WHAT IS EXPECTED: Please give every record below again exactly, and keep the pictures out.

MATERIAL SUPPLIED:

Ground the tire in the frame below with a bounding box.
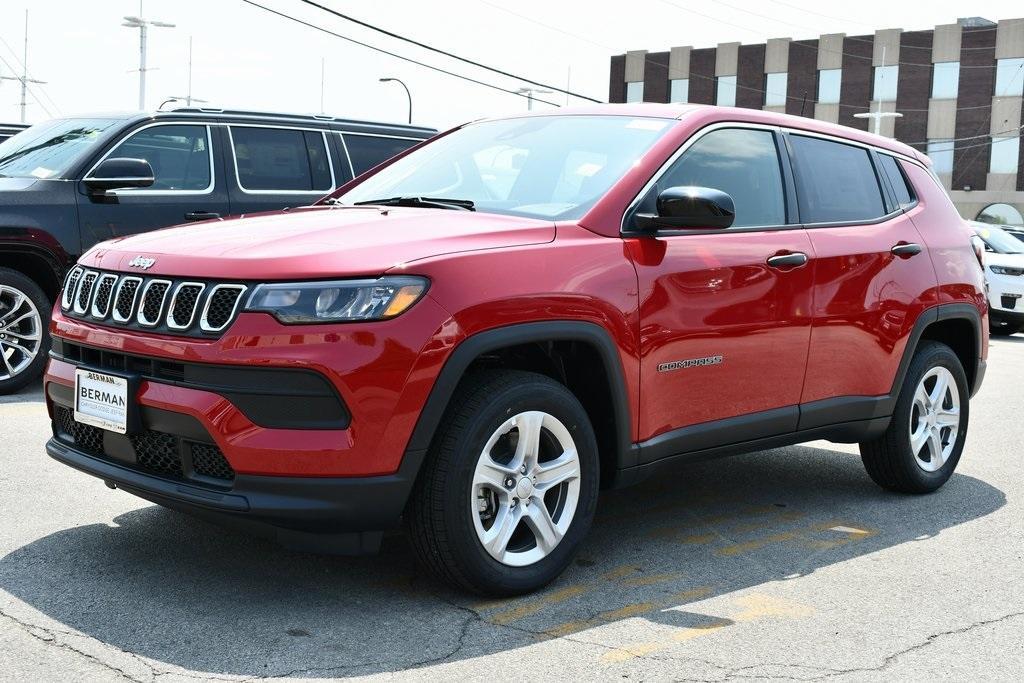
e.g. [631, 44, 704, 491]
[0, 267, 50, 395]
[406, 369, 600, 596]
[990, 324, 1020, 336]
[859, 341, 969, 493]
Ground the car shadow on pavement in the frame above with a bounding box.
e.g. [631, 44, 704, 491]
[0, 444, 1005, 677]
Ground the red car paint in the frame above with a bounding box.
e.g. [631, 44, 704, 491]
[45, 104, 987, 533]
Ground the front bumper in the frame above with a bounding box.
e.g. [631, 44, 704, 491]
[985, 270, 1024, 327]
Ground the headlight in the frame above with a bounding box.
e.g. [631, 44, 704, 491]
[245, 276, 428, 324]
[990, 265, 1024, 276]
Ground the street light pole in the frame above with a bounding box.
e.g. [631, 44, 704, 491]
[379, 77, 412, 124]
[0, 10, 46, 123]
[854, 45, 902, 136]
[515, 87, 553, 111]
[168, 37, 207, 108]
[122, 1, 175, 111]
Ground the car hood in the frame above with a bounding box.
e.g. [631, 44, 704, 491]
[985, 251, 1024, 268]
[79, 206, 556, 279]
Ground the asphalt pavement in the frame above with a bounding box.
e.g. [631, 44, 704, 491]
[1, 337, 1022, 681]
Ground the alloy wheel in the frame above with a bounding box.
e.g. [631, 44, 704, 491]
[471, 411, 581, 567]
[909, 366, 961, 472]
[0, 284, 42, 382]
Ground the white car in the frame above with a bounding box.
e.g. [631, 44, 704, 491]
[970, 221, 1024, 335]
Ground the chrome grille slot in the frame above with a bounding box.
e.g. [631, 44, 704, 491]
[61, 267, 83, 310]
[112, 277, 142, 323]
[73, 271, 98, 315]
[167, 282, 205, 329]
[137, 280, 171, 327]
[90, 274, 118, 319]
[201, 285, 247, 332]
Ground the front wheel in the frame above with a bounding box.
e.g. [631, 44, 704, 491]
[0, 267, 50, 395]
[859, 341, 969, 493]
[406, 369, 599, 596]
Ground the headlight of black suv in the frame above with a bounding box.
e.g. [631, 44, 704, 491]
[244, 276, 428, 324]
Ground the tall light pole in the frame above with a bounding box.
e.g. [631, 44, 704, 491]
[854, 45, 902, 136]
[0, 10, 46, 123]
[169, 36, 206, 107]
[379, 77, 412, 124]
[515, 87, 552, 111]
[122, 2, 175, 111]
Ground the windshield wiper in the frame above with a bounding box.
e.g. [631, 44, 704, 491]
[353, 196, 475, 211]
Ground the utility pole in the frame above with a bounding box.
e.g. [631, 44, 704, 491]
[320, 58, 326, 114]
[854, 46, 902, 136]
[169, 36, 206, 107]
[122, 1, 175, 110]
[0, 10, 46, 124]
[515, 87, 553, 111]
[379, 77, 411, 124]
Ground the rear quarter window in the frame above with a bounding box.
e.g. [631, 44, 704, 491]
[877, 154, 915, 209]
[790, 135, 886, 223]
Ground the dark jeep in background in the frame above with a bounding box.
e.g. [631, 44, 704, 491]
[0, 108, 435, 392]
[0, 123, 28, 143]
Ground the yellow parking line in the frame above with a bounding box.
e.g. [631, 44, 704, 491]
[488, 584, 590, 626]
[715, 530, 801, 556]
[544, 586, 714, 639]
[601, 564, 641, 581]
[621, 571, 686, 587]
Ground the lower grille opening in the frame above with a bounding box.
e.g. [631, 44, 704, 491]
[53, 406, 235, 486]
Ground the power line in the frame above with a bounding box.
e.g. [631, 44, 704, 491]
[240, 0, 564, 108]
[478, 0, 616, 52]
[295, 0, 603, 103]
[0, 32, 60, 116]
[0, 52, 51, 119]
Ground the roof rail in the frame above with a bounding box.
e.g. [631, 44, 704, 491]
[157, 107, 435, 132]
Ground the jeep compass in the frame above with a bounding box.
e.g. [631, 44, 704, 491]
[45, 105, 988, 595]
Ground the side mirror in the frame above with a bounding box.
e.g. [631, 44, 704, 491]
[83, 158, 155, 193]
[635, 186, 735, 231]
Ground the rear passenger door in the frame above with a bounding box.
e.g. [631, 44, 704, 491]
[225, 125, 346, 215]
[790, 134, 938, 427]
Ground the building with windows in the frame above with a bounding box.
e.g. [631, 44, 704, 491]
[609, 17, 1024, 226]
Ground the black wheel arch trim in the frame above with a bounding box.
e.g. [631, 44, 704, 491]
[403, 320, 633, 469]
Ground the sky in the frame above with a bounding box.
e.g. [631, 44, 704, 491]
[0, 0, 1022, 132]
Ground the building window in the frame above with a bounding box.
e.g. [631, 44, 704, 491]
[931, 61, 960, 99]
[990, 137, 1021, 174]
[872, 65, 899, 102]
[625, 81, 643, 103]
[927, 140, 954, 174]
[977, 203, 1024, 227]
[764, 72, 787, 107]
[716, 75, 736, 107]
[669, 78, 689, 103]
[995, 58, 1024, 97]
[817, 69, 841, 104]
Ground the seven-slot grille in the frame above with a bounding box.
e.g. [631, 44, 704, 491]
[61, 266, 247, 337]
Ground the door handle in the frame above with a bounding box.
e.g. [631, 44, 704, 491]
[184, 211, 221, 221]
[766, 252, 808, 269]
[891, 242, 922, 258]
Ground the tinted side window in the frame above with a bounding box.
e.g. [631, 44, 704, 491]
[877, 154, 914, 209]
[232, 127, 332, 192]
[343, 134, 418, 176]
[653, 128, 786, 228]
[790, 135, 886, 223]
[109, 124, 210, 191]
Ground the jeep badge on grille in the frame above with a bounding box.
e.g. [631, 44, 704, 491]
[128, 256, 156, 270]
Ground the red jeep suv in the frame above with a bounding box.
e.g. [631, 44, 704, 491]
[45, 105, 987, 595]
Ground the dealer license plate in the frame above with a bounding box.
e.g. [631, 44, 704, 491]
[73, 368, 129, 434]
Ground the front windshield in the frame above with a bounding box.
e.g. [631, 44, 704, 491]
[975, 224, 1024, 254]
[0, 118, 120, 179]
[336, 115, 674, 220]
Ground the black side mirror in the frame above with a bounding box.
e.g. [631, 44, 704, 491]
[635, 186, 735, 231]
[83, 158, 155, 193]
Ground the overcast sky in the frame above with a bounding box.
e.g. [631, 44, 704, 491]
[0, 0, 1021, 131]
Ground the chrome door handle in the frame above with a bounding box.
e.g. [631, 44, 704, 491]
[891, 242, 922, 257]
[184, 211, 221, 221]
[766, 252, 808, 268]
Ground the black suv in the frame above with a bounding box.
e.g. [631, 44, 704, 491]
[0, 123, 27, 144]
[0, 108, 435, 393]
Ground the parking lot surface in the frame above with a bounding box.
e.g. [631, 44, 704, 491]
[1, 338, 1022, 682]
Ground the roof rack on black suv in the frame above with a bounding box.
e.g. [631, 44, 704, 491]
[0, 122, 28, 143]
[0, 108, 436, 393]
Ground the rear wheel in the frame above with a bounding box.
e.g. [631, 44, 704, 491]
[0, 268, 49, 395]
[859, 341, 969, 493]
[406, 369, 599, 595]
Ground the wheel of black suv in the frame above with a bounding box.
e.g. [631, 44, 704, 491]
[859, 341, 969, 494]
[406, 369, 600, 596]
[0, 267, 50, 395]
[989, 323, 1021, 336]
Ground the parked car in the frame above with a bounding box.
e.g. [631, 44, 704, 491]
[969, 221, 1024, 335]
[44, 105, 987, 595]
[1000, 225, 1024, 244]
[0, 123, 28, 143]
[0, 108, 435, 392]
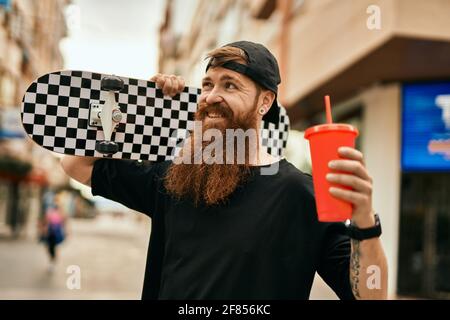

SOLVED EXERCISE:
Ground the tire in the frame below with a bounding box.
e.g. [631, 44, 704, 491]
[0, 267, 50, 395]
[406, 369, 600, 596]
[990, 324, 1020, 336]
[859, 341, 969, 493]
Ground the car shadow on pavement in the frame above with a bounding box.
e.g. [631, 44, 704, 491]
[0, 444, 1005, 677]
Ground the red car paint in the frame above with a bounding box.
e.g. [631, 44, 704, 491]
[45, 104, 987, 533]
Ground the front bumper in the frame above with a bounding box.
e.g. [631, 44, 704, 491]
[985, 270, 1024, 327]
Ground the headlight in the frame above with a bounding box.
e.g. [631, 44, 704, 491]
[245, 276, 428, 324]
[990, 265, 1024, 276]
Ground the street light pole in the frame above with a bounding box.
e.g. [631, 44, 704, 491]
[379, 77, 412, 124]
[0, 10, 46, 123]
[854, 45, 902, 136]
[515, 87, 553, 111]
[168, 37, 207, 108]
[122, 1, 175, 111]
Ground the car hood in the frame above with a bounding box.
e.g. [631, 44, 704, 491]
[985, 251, 1024, 268]
[79, 206, 556, 279]
Ground the asphalt pavement in the frame above with a bounding box.
e.g. [631, 44, 704, 491]
[1, 337, 1022, 681]
Ground the alloy wheel in the frame above with a bounding box.
e.g. [631, 44, 704, 491]
[471, 411, 581, 567]
[909, 366, 961, 472]
[0, 284, 42, 382]
Ground the white car in the frame above with a bounding box.
e.g. [631, 44, 704, 491]
[970, 221, 1024, 335]
Ground the chrome grille slot in the frame above with a bounding box.
e.g. [631, 44, 704, 491]
[61, 267, 83, 310]
[112, 277, 142, 323]
[73, 271, 98, 315]
[167, 282, 205, 329]
[137, 280, 171, 327]
[90, 274, 118, 319]
[201, 285, 247, 332]
Ground the front wheel in the frame above with a bounding box.
e.g. [631, 44, 704, 491]
[0, 267, 50, 395]
[859, 341, 969, 493]
[406, 369, 599, 596]
Ground the headlight of black suv in the frame above with a bounding box.
e.g. [631, 44, 704, 491]
[244, 276, 428, 324]
Ground the tall light pole in the frame above with a bounding box.
e.g. [631, 44, 704, 491]
[854, 45, 902, 136]
[0, 10, 46, 123]
[169, 36, 206, 107]
[379, 77, 412, 124]
[515, 87, 552, 111]
[122, 2, 175, 111]
Ground the windshield wiper in the frame above with a bounding box.
e.g. [631, 44, 704, 491]
[353, 196, 475, 211]
Ground the utility pole in the frame above with a bounding box.
e.g. [631, 44, 704, 491]
[320, 58, 326, 114]
[854, 46, 902, 136]
[169, 36, 206, 107]
[122, 1, 175, 110]
[0, 10, 46, 124]
[515, 87, 553, 111]
[379, 77, 411, 124]
Ground the rear quarter window in the frame above with a bounding box.
e.g. [631, 44, 704, 491]
[877, 154, 915, 209]
[790, 135, 886, 223]
Ground the dark jeep in background in the frame above with a bounding box.
e.g. [631, 44, 704, 491]
[0, 108, 435, 392]
[0, 123, 28, 143]
Ground the yellow parking line in the frame above with a bounding box.
e.g. [631, 44, 704, 491]
[488, 584, 590, 626]
[715, 530, 801, 556]
[544, 586, 714, 639]
[601, 564, 641, 581]
[621, 571, 686, 587]
Ground the lower grille opening in the frame above with a bounding box.
e.g. [631, 44, 704, 491]
[53, 406, 235, 486]
Ground the power line in the frame above with a bounding box.
e.g. [631, 44, 704, 491]
[240, 0, 564, 108]
[478, 0, 616, 52]
[295, 0, 603, 103]
[0, 32, 60, 116]
[0, 52, 51, 119]
Ground the roof rail in the frame above with a bounding box.
e.g. [631, 44, 704, 491]
[157, 107, 435, 132]
Ground the jeep compass in the frame above with a bounding box.
e.g. [631, 44, 704, 491]
[45, 105, 988, 595]
Ground the side mirror in the frame above with a bounding box.
e.g. [631, 44, 704, 491]
[83, 158, 155, 193]
[635, 186, 735, 231]
Ground the rear passenger door in the frame above with a bounding box.
e.g. [631, 44, 704, 491]
[225, 125, 346, 215]
[790, 134, 938, 427]
Ground the building with windows in the frame above with a bounding box.
e.g. [631, 44, 704, 491]
[609, 17, 1024, 226]
Ground the black wheel arch trim in the frame above with a bounding box.
e.g. [631, 44, 704, 491]
[403, 320, 633, 469]
Ground the sky in the frame above with a bounding box.
e.g. [631, 44, 704, 491]
[0, 0, 1022, 132]
Ground the building window in the frame above with a bounding box.
e.g. [631, 44, 704, 491]
[931, 61, 960, 99]
[990, 137, 1021, 174]
[872, 65, 899, 102]
[625, 81, 643, 103]
[927, 140, 954, 174]
[977, 203, 1024, 227]
[764, 72, 787, 107]
[716, 75, 736, 107]
[669, 78, 689, 103]
[995, 58, 1024, 97]
[817, 69, 841, 104]
Ground the seven-slot grille in the frame above with a bounding box.
e.g. [631, 44, 704, 491]
[61, 266, 247, 337]
Ground the door handle in the frame above with a bounding box.
e.g. [631, 44, 704, 491]
[184, 211, 221, 221]
[766, 252, 808, 269]
[891, 242, 922, 258]
Ground the tinted side window in the frame above with a bounding box.
e.g. [631, 44, 704, 491]
[877, 154, 914, 209]
[232, 127, 332, 192]
[343, 134, 418, 176]
[653, 128, 786, 228]
[790, 135, 886, 223]
[109, 124, 210, 191]
Ground the jeep badge on grille in the frame above with a bounding box.
e.g. [631, 44, 704, 491]
[128, 256, 156, 270]
Ground the red jeep suv in the frame above with a bounding box.
e.g. [631, 44, 704, 491]
[45, 105, 987, 595]
Ground the dealer license plate in the frame above with a bounding box.
e.g. [631, 44, 704, 491]
[73, 368, 129, 434]
Ground the front windshield in the frame above with a bounding box.
e.g. [631, 44, 704, 491]
[975, 224, 1024, 254]
[0, 118, 120, 179]
[336, 115, 674, 220]
Ground the black side mirror in the frame above with a bounding box.
e.g. [631, 44, 704, 491]
[635, 186, 735, 231]
[83, 158, 155, 193]
Ground the overcast sky in the frame above with a bounding box.
e.g. [631, 44, 704, 491]
[0, 0, 1021, 131]
Ground the chrome door handle in the frame above with a bounding box.
e.g. [631, 44, 704, 491]
[891, 242, 922, 257]
[184, 211, 221, 221]
[766, 252, 808, 268]
Ground the black suv in the frame above with a bounding box.
e.g. [631, 44, 704, 491]
[0, 123, 27, 144]
[0, 108, 435, 393]
Ground the parking lot surface in the frame above with a bounding box.
e.g. [631, 44, 704, 491]
[1, 338, 1022, 682]
Ground the roof rack on black suv in the frame above with a bounding box.
e.g. [631, 44, 704, 491]
[0, 122, 28, 143]
[0, 108, 436, 393]
Ground the rear wheel in the frame above with a bounding box.
e.g. [631, 44, 704, 491]
[0, 268, 49, 395]
[859, 341, 969, 493]
[406, 369, 599, 595]
Ground the wheel of black suv in the frame above with a bounding box.
e.g. [631, 44, 704, 491]
[859, 341, 969, 494]
[406, 369, 600, 596]
[0, 267, 50, 395]
[989, 323, 1021, 336]
Ground the parked car in the frame above with a bounding box.
e.g. [631, 44, 704, 491]
[969, 221, 1024, 335]
[44, 105, 987, 595]
[1000, 225, 1024, 244]
[0, 123, 28, 143]
[0, 108, 435, 392]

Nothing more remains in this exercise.